Required task A ▸
How would you put this sentence from the conclusion on the Angola Prison Rodeo into Spanish: "Tom also left the event feeling that Angola might not be such a bad place."

Selection ▸
Conclusion
For more than forty years non-incarcerated citizens have crossed through the gates of the Louisiana State Penitentiary at Angola to participate in a spectacle of discipline. Each individual entering the United States’ largest and most controversial maximum-security prisons colludes in the transformation of the prison into a spectacular tourist attraction. Whether tourists travel to the Angola Prison Rodeo and Crafts Fair to purchase “authentic” crafts, for the “entertainment” of a rodeo, or to see a prison or “prisoner,” voyeurism is undeniable. During the years I was a participant-observer at the event my own experiences crossed fluidly between researcher and voyeur. “Looking” is the day’s most popular event and I willingly participated. I watched tourists, incarcerated men, and employees, and I watched them watch each other and I watched them watch me. I participated in and observed the staging of an events that understands the role of the tourists as that of a pleasure-seeking traveler in search of souvenirs, concessions, entertainment and a unique experience. The script of the rodeo and crafts fair reads as a narrative intending to distract attention away from the daily experience of incarceration, and, in effect, results in depoliticizing the experience of incarceration. As noted throughout the essay, the short-term gains, primarily for the incarcerated men and their families are undeniable--individual men earn money, the Inmate Welfare Fund gains significant contributions, and men spend the day talking with friends, family and visitors. In the shadow of the short-term gains are the long-term implications of the event. At the Angola Prison Rodeo and Crafts Fair, the interactions between non-incarcerated and incarcerated persons happen at a great and unacceptable social cost. As a public spectacle, the event joins a long list of reform-designated programs that expand and deepen the penal crisis. Despite the rhetoric of ambitious intentions, the Angola Prison Rodeo and Crafts Fair prioritizes the short-term financial gains of the men, their families and the prison and the entertainment of tourists over the possibility of long-term change in the philosophy of incarceration in the United States.
The Angola Prison Rodeo and Crafts Fair accomplishes the tasks that Susan Sontag contends are the purpose of all experiences in a capitalist culture: the consumption of “vast amounts of entertainment” to “anesthetize the injuries of class, race and sex” (xlvii). The rodeo and crafts fair stages the incarcerated as the “other,” and in doing so reinforces the power inherent in the position of “free” non-incarcerated citizens. Incarcerated bodies are on display for visitors in a way that does not accurately represent the past or present reality of the daily experience of incarceration. Yet, many visitors left the experience believing that they had witnessed a successful model of contemporary prison management, where well-behaved men are rewarded and dangerous men receive discipline. Take the response of Ashley, who after her visit had an enlightened view of the prison system. When asked what she learned about Angola, she said: “they don’t have it that bad off, if they get to spend time making arts and crafts.” Tom also left the event feeling that Angola might not be such a bad place. Tom tells me as we walk to our cars: “the best thing is not to be in prison at all. But if one is, Angola appears to be a good one to be in.” For these tourists, the success of the event was convincing them that the largest, and once considered bloodiest, maximum-security prison in the United States is “a good one to be in.”

Entries provided ▸

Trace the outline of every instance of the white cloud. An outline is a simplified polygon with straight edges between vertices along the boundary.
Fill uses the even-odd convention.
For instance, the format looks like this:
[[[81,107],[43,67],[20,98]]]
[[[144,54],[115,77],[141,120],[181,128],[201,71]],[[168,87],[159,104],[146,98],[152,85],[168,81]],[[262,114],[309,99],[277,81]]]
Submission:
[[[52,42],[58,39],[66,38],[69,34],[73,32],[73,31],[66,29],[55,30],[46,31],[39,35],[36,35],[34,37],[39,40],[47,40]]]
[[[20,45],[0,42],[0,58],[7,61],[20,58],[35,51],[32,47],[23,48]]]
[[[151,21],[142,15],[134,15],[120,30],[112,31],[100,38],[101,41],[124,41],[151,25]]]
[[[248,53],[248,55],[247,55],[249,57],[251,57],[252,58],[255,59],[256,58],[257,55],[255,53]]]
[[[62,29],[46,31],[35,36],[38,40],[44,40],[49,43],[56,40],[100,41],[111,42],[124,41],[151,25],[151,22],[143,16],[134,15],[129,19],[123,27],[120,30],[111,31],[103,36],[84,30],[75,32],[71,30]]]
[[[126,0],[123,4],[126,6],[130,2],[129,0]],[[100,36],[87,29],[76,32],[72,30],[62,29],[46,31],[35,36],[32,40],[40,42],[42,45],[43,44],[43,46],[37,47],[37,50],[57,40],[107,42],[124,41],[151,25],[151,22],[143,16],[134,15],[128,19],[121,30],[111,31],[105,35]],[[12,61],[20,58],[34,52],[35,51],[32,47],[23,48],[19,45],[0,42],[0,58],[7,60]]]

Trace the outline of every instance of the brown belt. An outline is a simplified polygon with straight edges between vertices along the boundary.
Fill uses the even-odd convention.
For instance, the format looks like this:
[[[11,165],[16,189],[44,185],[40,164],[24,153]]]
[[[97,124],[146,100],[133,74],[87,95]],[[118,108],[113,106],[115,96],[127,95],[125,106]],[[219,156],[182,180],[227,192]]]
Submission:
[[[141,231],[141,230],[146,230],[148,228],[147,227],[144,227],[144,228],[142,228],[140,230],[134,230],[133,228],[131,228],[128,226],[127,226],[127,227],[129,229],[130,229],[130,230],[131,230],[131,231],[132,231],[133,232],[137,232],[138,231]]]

Required task B ▸
Repeat the records word for word, everything from their first line down to the line containing "[[[81,107],[43,67],[20,98]]]", including both of those lines.

Response A ▸
Tom también salió del evento con la sensación de que Angola quizá no fuera un lugar tan malo.

Response B ▸
Trace the outline of every instance of the white cloud. An outline is a simplified polygon with straight edges between vertices along the boundary.
Fill uses the even-odd convention.
For instance, the format looks like this:
[[[81,107],[43,67],[20,98]]]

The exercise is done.